Task to carry out: Collect every line of the data below that contains the string "truck".

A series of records
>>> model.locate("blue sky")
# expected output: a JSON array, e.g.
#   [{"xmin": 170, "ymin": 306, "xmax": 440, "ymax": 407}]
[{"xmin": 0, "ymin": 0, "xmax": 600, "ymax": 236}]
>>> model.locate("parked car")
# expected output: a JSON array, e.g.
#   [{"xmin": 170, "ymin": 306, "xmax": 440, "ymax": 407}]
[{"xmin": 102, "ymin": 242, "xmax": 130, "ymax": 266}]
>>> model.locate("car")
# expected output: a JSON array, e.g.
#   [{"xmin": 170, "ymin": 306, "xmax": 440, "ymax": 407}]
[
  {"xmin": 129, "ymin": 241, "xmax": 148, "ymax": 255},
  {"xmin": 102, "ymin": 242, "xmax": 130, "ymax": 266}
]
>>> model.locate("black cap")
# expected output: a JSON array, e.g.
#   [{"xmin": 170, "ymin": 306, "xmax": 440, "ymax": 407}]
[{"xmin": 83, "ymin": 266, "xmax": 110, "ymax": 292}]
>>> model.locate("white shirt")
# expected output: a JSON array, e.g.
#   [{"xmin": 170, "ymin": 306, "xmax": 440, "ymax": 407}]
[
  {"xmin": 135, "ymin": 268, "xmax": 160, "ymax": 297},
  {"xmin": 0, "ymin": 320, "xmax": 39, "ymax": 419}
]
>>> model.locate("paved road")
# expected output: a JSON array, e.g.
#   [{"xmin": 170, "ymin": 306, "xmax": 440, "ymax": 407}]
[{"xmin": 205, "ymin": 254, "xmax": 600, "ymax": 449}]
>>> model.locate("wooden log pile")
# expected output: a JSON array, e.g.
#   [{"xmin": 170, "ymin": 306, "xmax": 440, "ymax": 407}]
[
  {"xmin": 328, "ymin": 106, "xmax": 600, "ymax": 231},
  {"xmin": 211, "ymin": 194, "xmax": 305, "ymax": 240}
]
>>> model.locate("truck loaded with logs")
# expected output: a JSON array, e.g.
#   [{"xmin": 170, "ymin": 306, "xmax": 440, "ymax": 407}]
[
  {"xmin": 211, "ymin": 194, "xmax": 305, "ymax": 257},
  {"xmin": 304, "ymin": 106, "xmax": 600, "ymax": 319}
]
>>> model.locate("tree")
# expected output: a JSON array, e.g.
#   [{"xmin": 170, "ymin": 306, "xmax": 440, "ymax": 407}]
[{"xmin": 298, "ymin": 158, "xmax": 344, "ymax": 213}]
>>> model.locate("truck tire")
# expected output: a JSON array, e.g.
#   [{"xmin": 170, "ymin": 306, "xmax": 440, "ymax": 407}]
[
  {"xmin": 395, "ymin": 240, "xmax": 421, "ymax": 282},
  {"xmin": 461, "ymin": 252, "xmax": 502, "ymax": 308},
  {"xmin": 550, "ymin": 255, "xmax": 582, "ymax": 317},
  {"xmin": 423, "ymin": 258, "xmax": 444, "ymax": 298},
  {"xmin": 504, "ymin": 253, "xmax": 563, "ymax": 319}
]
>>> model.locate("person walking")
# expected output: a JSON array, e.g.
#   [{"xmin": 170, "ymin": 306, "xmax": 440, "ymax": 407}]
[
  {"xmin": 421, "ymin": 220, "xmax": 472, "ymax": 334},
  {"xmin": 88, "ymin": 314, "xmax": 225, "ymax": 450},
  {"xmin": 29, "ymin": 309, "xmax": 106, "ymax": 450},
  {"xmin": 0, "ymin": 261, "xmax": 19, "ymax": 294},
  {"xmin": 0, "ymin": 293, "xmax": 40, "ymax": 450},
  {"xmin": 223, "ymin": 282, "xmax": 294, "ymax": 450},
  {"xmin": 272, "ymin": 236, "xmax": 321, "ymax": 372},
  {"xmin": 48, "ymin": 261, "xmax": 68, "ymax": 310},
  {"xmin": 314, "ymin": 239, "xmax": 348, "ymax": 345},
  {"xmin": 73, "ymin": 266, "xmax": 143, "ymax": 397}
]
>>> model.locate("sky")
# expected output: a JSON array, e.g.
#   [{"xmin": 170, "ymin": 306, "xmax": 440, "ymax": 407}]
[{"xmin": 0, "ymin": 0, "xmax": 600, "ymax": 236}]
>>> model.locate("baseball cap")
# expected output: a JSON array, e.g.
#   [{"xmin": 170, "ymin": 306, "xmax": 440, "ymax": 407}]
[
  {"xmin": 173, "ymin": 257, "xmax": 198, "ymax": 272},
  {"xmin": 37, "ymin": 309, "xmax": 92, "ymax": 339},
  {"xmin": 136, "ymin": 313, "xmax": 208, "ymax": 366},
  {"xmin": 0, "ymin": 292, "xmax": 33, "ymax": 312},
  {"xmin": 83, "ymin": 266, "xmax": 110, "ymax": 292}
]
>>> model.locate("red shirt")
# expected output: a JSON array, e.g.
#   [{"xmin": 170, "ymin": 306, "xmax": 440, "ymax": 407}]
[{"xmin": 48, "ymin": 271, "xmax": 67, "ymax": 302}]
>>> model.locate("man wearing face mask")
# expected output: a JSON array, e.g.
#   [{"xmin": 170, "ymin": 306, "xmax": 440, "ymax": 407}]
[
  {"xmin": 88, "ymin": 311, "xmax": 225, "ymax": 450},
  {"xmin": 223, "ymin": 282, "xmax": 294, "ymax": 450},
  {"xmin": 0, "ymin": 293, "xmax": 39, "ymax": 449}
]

Output of the task:
>>> model.locate("truck loaded with logs")
>>> model.locate("truck tire")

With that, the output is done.